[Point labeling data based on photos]
****************

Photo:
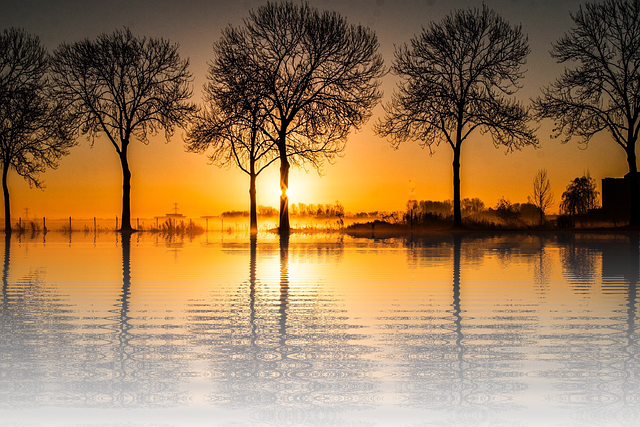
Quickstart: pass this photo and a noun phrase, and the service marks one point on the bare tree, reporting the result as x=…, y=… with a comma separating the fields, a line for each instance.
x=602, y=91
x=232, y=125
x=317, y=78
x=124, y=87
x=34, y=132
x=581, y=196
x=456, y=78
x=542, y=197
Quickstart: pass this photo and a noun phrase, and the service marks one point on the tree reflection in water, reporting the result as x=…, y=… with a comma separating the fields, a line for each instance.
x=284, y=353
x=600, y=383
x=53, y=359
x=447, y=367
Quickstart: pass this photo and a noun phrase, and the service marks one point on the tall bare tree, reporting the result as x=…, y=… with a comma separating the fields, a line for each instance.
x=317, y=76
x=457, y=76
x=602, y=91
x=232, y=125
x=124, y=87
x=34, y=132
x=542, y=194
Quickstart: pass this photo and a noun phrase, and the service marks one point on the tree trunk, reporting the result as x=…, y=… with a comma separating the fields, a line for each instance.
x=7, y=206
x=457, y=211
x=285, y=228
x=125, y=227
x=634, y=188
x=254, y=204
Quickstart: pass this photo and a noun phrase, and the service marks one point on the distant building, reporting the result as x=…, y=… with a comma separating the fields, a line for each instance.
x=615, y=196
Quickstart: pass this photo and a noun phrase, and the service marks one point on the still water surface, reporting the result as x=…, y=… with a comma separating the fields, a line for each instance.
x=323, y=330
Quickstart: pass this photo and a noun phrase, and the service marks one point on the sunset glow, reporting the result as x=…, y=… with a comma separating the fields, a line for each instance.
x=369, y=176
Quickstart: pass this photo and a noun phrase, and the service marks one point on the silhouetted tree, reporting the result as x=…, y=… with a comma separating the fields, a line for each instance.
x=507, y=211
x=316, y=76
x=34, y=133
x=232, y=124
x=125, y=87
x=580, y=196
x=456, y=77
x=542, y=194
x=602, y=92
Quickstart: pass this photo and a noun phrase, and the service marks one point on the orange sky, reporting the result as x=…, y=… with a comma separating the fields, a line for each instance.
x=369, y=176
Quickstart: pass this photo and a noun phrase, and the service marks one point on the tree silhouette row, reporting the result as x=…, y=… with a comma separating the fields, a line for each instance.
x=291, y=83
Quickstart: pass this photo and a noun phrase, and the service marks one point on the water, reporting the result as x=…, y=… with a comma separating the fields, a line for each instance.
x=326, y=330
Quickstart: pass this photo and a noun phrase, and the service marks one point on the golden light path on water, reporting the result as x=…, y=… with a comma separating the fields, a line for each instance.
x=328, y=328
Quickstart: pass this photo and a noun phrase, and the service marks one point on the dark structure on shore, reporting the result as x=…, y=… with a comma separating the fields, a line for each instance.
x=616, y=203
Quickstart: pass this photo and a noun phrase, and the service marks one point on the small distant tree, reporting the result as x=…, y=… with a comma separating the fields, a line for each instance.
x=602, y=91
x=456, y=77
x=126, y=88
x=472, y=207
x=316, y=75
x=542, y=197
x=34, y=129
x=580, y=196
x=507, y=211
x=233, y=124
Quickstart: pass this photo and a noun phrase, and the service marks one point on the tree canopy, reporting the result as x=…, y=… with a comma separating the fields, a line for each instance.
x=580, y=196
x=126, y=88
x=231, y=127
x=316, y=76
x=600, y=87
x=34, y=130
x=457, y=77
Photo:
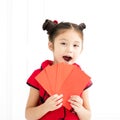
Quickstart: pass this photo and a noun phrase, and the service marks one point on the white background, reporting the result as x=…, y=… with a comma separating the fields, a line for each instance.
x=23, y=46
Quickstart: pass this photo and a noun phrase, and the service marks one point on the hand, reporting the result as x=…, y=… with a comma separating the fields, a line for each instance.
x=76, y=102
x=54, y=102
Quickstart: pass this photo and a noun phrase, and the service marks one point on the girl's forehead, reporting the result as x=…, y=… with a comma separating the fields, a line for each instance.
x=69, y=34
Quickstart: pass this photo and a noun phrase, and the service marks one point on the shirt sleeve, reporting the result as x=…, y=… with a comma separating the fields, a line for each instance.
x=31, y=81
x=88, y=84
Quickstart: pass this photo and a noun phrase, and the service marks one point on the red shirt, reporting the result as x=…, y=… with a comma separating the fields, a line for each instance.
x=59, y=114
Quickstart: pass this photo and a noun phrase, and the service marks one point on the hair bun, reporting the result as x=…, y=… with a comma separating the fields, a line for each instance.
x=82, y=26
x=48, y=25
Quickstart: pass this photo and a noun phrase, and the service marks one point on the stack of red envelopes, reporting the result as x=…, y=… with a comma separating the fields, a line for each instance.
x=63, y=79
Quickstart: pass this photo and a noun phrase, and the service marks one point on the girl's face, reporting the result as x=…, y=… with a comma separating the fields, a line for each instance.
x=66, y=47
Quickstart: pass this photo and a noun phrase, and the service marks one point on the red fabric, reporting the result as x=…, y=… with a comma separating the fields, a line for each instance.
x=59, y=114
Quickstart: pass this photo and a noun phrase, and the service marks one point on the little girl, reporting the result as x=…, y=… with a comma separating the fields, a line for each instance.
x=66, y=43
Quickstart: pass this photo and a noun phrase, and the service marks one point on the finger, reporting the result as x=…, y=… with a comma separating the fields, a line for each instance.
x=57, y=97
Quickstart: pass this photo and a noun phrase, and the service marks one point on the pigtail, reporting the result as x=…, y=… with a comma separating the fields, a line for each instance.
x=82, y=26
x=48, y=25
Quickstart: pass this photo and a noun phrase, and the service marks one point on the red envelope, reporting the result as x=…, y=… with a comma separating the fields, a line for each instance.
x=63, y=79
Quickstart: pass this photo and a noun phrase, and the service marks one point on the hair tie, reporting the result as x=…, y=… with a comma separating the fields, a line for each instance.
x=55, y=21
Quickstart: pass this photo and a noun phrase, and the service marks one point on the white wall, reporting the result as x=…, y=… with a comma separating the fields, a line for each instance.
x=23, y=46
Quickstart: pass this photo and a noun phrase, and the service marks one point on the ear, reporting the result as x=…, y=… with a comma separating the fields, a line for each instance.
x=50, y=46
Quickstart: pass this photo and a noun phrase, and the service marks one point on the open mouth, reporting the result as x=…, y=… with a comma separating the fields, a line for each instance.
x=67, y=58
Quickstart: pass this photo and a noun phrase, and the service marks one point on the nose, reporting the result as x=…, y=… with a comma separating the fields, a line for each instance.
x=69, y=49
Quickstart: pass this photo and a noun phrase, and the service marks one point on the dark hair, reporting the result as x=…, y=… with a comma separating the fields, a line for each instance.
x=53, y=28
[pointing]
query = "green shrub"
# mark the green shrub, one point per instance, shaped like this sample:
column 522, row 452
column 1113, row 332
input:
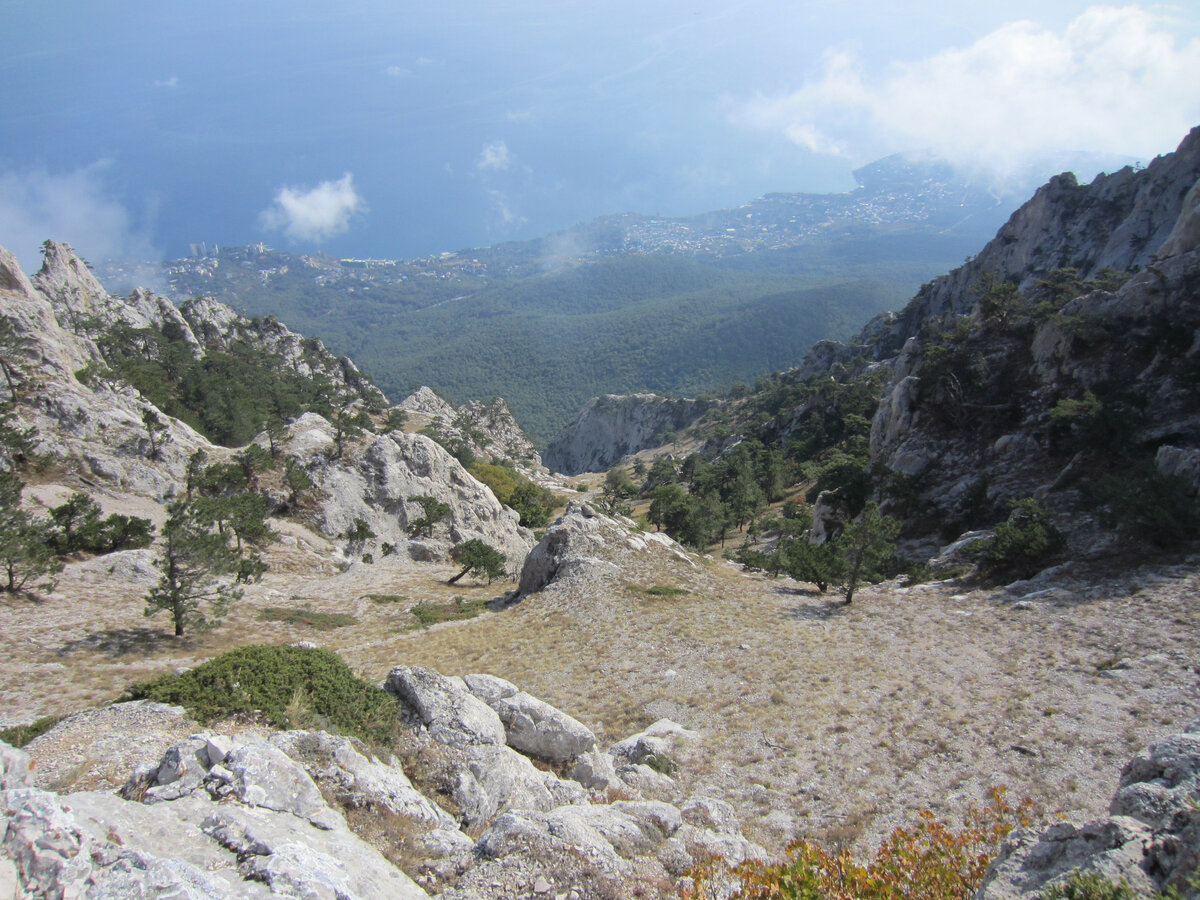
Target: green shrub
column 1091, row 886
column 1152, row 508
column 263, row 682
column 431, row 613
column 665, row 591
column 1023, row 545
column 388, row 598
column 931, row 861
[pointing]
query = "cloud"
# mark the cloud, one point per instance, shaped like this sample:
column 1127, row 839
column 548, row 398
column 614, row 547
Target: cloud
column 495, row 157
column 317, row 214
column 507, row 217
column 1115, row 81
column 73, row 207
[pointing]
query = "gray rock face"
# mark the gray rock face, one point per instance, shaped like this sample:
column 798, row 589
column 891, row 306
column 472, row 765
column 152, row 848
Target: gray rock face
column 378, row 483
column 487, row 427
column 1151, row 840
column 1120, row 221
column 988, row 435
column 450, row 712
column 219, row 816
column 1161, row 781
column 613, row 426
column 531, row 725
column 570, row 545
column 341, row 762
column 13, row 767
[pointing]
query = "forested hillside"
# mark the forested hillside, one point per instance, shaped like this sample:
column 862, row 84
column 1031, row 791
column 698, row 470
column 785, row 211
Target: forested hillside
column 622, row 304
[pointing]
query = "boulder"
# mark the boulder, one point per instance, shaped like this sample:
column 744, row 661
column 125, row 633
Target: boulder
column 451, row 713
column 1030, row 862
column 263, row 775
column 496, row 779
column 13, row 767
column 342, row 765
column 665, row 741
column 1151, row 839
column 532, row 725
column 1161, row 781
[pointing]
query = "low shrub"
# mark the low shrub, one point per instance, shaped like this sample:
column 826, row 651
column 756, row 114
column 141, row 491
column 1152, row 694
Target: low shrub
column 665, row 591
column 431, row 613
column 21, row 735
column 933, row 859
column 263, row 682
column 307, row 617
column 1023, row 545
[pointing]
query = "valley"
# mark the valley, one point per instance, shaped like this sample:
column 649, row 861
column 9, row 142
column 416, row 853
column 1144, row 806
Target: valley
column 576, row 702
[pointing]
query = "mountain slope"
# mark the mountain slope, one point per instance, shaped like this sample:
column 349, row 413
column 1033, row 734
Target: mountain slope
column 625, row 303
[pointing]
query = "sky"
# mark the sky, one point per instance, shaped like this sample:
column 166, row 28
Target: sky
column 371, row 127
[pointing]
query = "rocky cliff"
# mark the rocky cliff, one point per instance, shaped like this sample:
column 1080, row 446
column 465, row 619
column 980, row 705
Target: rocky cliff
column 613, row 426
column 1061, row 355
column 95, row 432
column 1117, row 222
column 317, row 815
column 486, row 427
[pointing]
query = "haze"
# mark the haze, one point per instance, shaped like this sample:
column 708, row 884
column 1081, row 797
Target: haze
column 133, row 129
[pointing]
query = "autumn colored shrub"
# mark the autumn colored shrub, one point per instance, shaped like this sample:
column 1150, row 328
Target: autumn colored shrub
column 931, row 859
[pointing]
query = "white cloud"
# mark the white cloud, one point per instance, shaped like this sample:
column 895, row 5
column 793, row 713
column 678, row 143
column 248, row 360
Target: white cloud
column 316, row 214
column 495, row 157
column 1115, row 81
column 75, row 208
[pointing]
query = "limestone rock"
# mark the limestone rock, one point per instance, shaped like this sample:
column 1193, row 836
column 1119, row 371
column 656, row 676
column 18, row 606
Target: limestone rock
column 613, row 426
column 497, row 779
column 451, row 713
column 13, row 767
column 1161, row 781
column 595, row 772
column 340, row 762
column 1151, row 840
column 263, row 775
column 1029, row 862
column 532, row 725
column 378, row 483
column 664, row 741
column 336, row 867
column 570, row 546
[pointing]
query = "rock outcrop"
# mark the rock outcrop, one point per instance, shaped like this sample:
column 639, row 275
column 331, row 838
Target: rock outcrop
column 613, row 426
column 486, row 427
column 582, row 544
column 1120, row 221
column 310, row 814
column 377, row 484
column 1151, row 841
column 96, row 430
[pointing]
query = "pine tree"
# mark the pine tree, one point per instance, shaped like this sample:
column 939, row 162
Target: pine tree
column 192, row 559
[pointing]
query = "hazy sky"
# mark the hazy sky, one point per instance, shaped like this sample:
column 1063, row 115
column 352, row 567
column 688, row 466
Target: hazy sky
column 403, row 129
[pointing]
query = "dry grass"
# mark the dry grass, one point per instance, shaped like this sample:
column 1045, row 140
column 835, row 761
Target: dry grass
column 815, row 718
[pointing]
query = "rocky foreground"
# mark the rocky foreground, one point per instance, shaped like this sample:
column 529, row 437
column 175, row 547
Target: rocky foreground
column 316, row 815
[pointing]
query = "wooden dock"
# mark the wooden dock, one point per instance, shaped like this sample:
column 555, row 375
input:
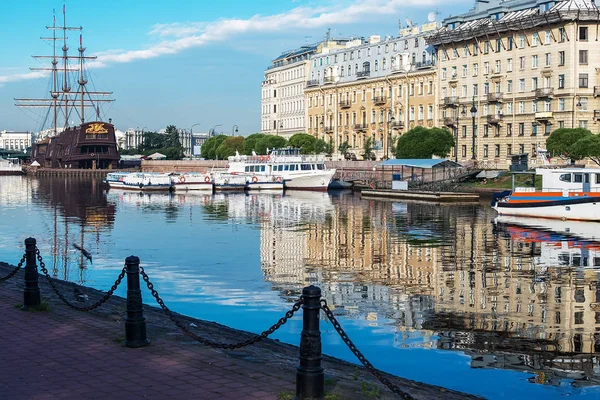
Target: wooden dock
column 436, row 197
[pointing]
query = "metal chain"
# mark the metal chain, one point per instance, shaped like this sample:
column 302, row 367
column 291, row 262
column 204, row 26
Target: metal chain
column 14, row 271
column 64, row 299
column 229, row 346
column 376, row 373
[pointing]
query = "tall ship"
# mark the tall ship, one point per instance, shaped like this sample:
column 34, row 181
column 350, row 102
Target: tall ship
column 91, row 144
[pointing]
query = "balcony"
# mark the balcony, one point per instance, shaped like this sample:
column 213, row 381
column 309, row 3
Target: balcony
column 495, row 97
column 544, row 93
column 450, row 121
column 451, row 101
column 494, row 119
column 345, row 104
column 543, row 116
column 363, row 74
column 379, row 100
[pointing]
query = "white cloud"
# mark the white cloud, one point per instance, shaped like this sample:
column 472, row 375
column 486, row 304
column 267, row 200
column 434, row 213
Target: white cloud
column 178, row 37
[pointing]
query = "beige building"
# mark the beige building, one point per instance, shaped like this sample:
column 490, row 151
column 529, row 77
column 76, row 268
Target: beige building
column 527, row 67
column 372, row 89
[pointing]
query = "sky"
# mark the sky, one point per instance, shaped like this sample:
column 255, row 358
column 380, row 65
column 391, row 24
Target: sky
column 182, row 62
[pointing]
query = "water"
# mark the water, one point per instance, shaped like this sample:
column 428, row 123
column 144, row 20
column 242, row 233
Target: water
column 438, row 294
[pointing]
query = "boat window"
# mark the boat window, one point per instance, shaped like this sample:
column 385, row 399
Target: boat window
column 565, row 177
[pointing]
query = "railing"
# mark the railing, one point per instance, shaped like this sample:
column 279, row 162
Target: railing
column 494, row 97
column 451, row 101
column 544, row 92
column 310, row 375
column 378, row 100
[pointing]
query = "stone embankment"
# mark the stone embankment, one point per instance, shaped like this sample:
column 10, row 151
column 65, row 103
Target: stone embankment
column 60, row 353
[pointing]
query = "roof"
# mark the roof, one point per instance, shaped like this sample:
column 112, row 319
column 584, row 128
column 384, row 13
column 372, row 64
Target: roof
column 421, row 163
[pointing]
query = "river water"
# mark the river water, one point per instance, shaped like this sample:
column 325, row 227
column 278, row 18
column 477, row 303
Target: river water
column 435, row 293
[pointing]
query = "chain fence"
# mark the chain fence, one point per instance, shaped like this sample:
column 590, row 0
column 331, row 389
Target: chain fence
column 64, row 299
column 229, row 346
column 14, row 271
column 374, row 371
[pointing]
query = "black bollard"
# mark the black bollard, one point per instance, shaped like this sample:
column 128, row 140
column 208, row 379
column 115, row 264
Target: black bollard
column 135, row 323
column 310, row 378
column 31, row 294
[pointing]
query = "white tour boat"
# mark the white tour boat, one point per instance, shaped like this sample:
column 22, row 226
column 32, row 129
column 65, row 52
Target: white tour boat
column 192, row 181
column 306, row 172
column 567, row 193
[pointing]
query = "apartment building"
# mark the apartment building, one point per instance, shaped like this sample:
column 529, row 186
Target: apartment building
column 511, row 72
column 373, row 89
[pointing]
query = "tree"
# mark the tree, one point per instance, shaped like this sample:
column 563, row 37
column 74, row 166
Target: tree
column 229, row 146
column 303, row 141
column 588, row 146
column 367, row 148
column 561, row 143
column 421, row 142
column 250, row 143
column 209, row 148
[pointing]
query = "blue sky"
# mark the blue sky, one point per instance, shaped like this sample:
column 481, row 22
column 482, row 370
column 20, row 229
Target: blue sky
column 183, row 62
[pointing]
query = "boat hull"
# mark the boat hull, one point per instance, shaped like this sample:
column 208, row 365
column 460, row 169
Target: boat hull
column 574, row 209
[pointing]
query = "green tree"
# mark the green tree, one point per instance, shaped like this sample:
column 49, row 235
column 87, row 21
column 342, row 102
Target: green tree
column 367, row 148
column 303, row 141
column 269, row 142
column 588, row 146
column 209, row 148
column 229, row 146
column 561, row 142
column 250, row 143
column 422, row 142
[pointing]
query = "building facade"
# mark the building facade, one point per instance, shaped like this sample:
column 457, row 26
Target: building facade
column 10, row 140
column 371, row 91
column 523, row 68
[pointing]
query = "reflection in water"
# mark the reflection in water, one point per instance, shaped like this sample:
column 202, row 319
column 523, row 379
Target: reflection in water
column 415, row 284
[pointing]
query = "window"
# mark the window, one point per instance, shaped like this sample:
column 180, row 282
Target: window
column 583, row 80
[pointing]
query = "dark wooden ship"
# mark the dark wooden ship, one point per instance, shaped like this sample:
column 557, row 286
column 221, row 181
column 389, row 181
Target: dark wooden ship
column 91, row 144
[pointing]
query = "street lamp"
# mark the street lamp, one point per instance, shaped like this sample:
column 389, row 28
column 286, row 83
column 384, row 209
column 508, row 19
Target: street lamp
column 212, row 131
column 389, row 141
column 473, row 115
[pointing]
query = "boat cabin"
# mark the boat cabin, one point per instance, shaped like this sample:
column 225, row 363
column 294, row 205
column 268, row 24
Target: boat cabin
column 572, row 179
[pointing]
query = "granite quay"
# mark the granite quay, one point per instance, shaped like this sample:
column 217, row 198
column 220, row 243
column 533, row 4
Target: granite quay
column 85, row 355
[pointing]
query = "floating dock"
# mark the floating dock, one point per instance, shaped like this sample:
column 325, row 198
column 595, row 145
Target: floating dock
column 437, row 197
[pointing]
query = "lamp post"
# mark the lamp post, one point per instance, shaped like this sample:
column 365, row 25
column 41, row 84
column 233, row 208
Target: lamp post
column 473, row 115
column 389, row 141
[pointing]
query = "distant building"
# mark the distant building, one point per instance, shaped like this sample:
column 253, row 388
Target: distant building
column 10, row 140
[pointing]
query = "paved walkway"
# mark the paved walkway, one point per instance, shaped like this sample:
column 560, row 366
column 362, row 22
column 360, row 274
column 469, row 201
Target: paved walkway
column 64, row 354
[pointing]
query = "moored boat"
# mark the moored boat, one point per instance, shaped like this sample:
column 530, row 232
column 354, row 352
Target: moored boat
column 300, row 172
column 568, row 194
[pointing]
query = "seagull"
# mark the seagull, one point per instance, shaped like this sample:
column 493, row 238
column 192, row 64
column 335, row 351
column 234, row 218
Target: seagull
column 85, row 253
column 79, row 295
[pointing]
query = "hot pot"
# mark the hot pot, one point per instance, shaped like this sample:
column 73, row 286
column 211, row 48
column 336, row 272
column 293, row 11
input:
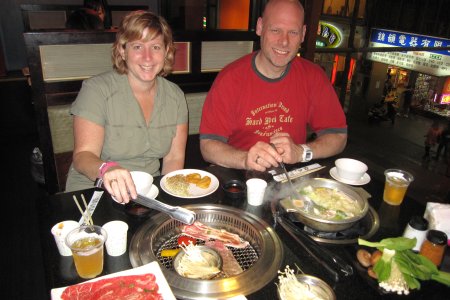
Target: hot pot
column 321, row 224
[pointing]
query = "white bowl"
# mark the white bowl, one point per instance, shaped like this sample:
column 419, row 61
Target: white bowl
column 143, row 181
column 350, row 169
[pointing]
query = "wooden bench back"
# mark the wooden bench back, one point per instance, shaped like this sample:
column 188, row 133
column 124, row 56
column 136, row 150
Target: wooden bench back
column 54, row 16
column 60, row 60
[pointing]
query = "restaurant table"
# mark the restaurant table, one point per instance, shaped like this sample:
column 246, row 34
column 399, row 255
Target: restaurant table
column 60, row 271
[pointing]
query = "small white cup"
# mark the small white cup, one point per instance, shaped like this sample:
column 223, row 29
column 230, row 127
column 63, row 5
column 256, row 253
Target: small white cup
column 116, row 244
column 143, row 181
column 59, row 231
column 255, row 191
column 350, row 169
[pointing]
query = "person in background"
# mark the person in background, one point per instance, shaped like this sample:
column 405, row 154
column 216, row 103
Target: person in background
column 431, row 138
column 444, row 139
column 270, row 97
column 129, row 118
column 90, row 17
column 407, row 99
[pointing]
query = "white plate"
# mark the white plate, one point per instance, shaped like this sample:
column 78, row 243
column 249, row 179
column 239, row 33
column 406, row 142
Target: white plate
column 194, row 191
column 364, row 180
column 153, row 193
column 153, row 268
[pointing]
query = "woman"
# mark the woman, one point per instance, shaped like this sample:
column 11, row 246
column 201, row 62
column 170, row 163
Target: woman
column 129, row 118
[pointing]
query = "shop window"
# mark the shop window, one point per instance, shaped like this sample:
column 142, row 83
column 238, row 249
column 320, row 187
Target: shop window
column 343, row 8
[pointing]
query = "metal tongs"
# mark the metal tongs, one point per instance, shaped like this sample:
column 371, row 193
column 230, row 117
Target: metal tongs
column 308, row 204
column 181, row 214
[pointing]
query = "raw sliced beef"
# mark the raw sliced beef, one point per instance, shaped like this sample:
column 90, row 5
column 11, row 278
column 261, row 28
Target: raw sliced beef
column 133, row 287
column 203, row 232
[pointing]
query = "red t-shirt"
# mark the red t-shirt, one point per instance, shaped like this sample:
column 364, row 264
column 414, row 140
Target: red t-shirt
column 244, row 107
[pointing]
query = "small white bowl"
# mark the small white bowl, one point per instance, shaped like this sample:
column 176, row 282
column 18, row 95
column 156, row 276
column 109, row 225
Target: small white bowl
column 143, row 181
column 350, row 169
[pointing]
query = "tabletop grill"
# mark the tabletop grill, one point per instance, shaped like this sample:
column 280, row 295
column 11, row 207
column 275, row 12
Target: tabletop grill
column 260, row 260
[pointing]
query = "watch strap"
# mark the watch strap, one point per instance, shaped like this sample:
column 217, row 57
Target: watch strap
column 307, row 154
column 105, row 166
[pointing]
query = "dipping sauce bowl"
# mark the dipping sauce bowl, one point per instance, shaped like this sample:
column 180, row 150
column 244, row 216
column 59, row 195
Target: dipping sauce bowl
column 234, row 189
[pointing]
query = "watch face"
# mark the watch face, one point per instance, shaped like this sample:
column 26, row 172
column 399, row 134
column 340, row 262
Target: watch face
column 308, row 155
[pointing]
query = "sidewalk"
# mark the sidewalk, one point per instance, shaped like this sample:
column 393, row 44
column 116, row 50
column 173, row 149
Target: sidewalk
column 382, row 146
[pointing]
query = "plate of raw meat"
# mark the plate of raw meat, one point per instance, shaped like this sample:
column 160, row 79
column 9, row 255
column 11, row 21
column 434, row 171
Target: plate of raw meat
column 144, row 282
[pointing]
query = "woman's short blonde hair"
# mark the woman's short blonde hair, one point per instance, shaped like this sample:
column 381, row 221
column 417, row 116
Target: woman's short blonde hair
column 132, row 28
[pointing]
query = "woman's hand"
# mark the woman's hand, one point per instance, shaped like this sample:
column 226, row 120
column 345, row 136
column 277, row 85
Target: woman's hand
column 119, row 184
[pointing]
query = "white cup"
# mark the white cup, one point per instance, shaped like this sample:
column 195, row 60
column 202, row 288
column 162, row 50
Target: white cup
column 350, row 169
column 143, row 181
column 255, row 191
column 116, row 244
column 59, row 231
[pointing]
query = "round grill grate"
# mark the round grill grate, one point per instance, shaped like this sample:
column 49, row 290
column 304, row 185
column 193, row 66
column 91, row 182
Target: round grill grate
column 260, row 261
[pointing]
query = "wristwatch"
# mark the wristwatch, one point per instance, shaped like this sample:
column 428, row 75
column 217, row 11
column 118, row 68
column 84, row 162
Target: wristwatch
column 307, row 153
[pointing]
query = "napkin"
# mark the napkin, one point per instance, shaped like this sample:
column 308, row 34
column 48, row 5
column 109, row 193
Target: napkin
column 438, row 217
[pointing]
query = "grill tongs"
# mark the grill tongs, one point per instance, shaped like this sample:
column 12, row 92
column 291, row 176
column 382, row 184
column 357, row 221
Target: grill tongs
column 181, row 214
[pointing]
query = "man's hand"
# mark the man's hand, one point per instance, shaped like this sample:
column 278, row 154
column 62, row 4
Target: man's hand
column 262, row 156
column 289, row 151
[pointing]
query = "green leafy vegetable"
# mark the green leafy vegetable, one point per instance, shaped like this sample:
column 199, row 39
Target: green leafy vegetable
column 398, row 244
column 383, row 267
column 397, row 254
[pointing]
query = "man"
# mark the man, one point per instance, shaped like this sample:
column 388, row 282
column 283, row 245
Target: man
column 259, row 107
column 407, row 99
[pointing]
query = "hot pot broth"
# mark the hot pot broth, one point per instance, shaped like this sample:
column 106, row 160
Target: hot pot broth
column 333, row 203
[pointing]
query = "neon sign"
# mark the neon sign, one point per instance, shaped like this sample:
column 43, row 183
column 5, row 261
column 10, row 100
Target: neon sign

****************

STATED EXERCISE:
How many lines of the material contain the string "walkway"? Reply with the number alone.

ANSWER TO THE PROBLEM:
3